* [THE PROBLEM]
Rewrite the records below with "set a dot on" replaced by "mark" everywhere it occurs, leaving everything else unchanged. Leave the pictures out of your answer.

* [Point annotation records]
──────────

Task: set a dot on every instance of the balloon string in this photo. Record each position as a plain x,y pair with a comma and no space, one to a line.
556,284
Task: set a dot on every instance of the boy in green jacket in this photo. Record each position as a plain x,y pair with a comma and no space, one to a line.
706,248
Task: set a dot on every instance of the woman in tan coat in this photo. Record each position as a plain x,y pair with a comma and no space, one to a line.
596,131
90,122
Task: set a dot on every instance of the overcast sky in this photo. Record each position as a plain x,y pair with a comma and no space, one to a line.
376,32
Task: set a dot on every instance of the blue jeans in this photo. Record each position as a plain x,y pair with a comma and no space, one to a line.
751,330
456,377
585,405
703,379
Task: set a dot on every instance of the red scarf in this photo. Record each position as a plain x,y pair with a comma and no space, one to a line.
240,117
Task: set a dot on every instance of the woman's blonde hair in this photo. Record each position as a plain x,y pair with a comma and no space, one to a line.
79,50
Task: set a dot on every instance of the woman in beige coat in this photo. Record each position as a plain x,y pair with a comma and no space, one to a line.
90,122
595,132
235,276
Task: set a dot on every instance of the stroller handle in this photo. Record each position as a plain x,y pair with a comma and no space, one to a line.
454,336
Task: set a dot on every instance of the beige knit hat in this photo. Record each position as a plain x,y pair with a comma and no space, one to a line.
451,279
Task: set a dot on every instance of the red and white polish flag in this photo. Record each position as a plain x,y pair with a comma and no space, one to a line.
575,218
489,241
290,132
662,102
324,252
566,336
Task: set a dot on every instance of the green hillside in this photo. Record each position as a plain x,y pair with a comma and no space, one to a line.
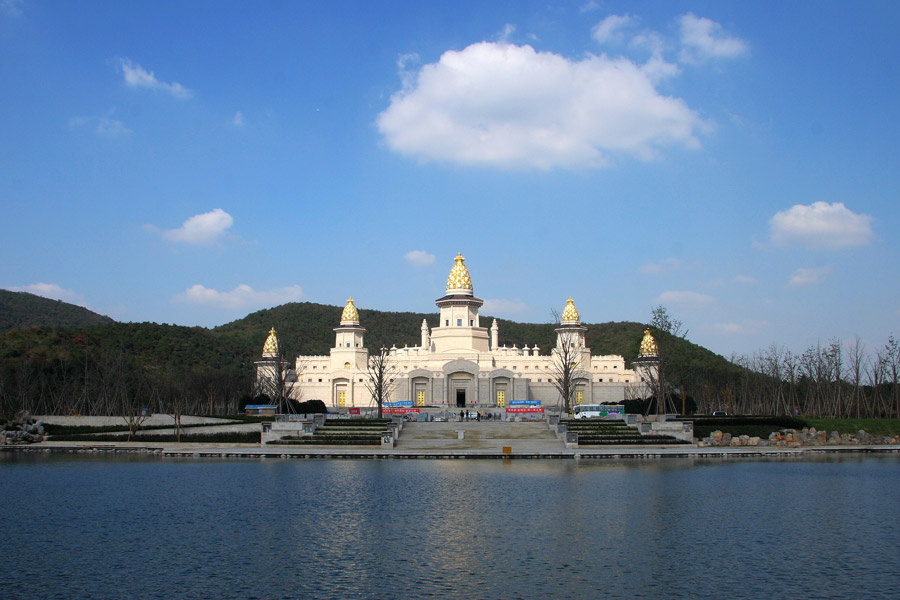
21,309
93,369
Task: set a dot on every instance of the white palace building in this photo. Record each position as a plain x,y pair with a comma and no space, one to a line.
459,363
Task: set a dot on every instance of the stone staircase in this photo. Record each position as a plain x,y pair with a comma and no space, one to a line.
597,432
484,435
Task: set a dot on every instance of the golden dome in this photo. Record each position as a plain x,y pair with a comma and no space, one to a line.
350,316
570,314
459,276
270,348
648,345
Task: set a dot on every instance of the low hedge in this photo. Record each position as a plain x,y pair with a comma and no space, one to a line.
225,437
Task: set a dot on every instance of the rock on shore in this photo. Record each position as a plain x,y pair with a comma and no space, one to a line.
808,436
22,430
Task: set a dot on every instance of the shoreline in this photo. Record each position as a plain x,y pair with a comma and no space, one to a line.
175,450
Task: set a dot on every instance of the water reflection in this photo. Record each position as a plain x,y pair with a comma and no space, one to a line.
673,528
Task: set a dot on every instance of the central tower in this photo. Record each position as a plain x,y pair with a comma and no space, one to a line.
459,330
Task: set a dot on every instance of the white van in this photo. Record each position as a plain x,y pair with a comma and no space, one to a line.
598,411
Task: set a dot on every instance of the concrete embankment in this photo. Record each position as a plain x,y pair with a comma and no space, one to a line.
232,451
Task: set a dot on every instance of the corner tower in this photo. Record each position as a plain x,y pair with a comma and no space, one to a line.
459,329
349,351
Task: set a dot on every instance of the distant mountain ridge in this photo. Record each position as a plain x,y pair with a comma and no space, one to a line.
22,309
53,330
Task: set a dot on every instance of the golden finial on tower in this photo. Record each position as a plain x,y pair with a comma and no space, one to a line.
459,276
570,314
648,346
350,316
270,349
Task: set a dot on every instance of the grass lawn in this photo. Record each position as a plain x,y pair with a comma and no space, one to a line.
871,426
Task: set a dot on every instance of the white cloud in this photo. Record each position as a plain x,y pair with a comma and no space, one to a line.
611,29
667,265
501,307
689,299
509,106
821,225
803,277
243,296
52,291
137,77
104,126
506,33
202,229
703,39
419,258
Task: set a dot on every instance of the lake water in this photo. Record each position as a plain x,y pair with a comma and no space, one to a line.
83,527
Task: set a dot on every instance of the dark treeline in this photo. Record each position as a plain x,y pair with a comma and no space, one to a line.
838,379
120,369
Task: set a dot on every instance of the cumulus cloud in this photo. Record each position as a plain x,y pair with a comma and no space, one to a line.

──────────

* [FINISHED TASK]
Task: mark every instance of the balloon string in this photo. Record each position as a plain x,y pair with a comma and no space, one to a line.
556,284
Task: mark every instance of the boy in green jacket in this photo. Record each position as a plain x,y pair with a comma and no space, one to a line.
706,248
Task: mark every instance of the woman in tan coat in this photo. Record each position as a plain x,y pair with a comma and no space, one to a line.
596,131
90,122
Task: mark every instance of the overcast sky in this photo. Record each position as a plain x,y pair with a comma and no space, one to a line.
376,32
Task: mark every instance of the blue jeans in this photo. Record each position as a plain x,y pair with a comma and no space, one to a line.
751,330
456,377
585,405
703,379
Task: mark every instance of the red scarf in this photo. Record each position as a plain x,y pair with a comma and no space, one to a line.
240,117
Task: mark every instance of the woman's blonde hair in this photo. Record each position as a plain x,y pair with a comma and no space, one to a line.
79,50
Task: mark every instance of the woman in beige coat in this photo. Record each position as a plain x,y pair with a comma and no space, one to a line.
90,122
595,132
235,276
Task: mark every instance of the stroller handle in this photo. Record each position as a plain x,y pair with a comma and no space, one to a line.
454,336
Task: mark every instance of the beige knit hat in this photo. Record each position as a plain x,y pair with a comma and no space, one to a line.
451,279
Task: mark every instance of the red and white polish flag in this photo. Record each position as a plain x,y pair with a comma and no space, one to a line.
575,218
489,241
290,132
662,102
324,252
566,336
Task: mark every instance of the green hillside in this photo. Record each position as a plain x,y pair with a comma and no space, one to a line.
21,309
93,369
Task: mark every instance of the white palace building in this photo. Record each position as a plain x,y pair with a comma and no space, one to a line.
459,363
Task: mark every instance of the stone staircase in this photo. Record each position as a plain x,y pair with a comma and no space, one to a line.
597,432
484,435
Task: mark every instance of the golden dome in this photo. Record each position as a plain x,y pair with a comma and no space, one to a line.
350,316
570,314
459,276
270,348
648,345
Task: mark every instance of the low hedge in this photo. Record each position as a plain x,y pair with a comma and no space, one to a line.
225,437
Task: mark every instance of the rock on shore in this photo. Record each position as a plain x,y pair with a comma and no space, one to a line.
808,436
22,430
Task: mark every instance of the shoreline in this photo. Record each position as a plain x,y pair with a comma and no space, one to a line.
175,450
Task: mark every instance of the water reflection in this photo. Record each position as a plain x,y pair with a comma and no space, one to a line.
673,528
Task: mark every instance of the central tower in this photo. Record each position as a plain x,y pair with a comma and no space, one to a line.
459,330
Task: mark every instance of the white van in this photo. Record each position as a plain x,y pair with a comma and no space, one to a line.
598,411
Task: mark every instance of the concrete embankment in this photo. Record each position as a plain x,y pair with a comma and no space, one to a line.
232,451
Task: mark every instance of the corner tower in this photo. Record each position as a plain x,y pair with a comma and no space, one to a line.
459,329
349,351
Task: mark every instance of the distant mountain ridge in this photo. Record each position as a plain x,y pair with a comma and no space, one to a line.
22,309
53,330
Task: mark every instance of the golden finial on tower in this photo. Record each position as a plain x,y pair with a comma and no space, one to a line.
459,276
570,314
648,346
350,316
270,349
Task: mark every instance of the grass lawn in this photo. Record each position as a plain x,y pair with a comma and no space, one to a line.
871,426
Task: mark every instance of the white cloud in this photo. Record each position as a plain x,y pair with a comma and no space, one to a line.
611,29
667,265
501,307
689,299
509,106
821,225
803,277
243,296
52,291
137,77
104,126
506,33
202,229
703,39
419,258
Task: mark every instance of the lake water in this photo. Record each position as a plain x,y pair with a comma and no space, one to a line.
83,527
Task: mark every instance of the dark treeline in this photo. Record each position as a plain x,y pair with a comma and no space, one to a line.
838,379
120,369
Task: mark every instance of the cumulus cloud in this photo. Record each position as a plain x,y pair with a comma and no space, one to a line.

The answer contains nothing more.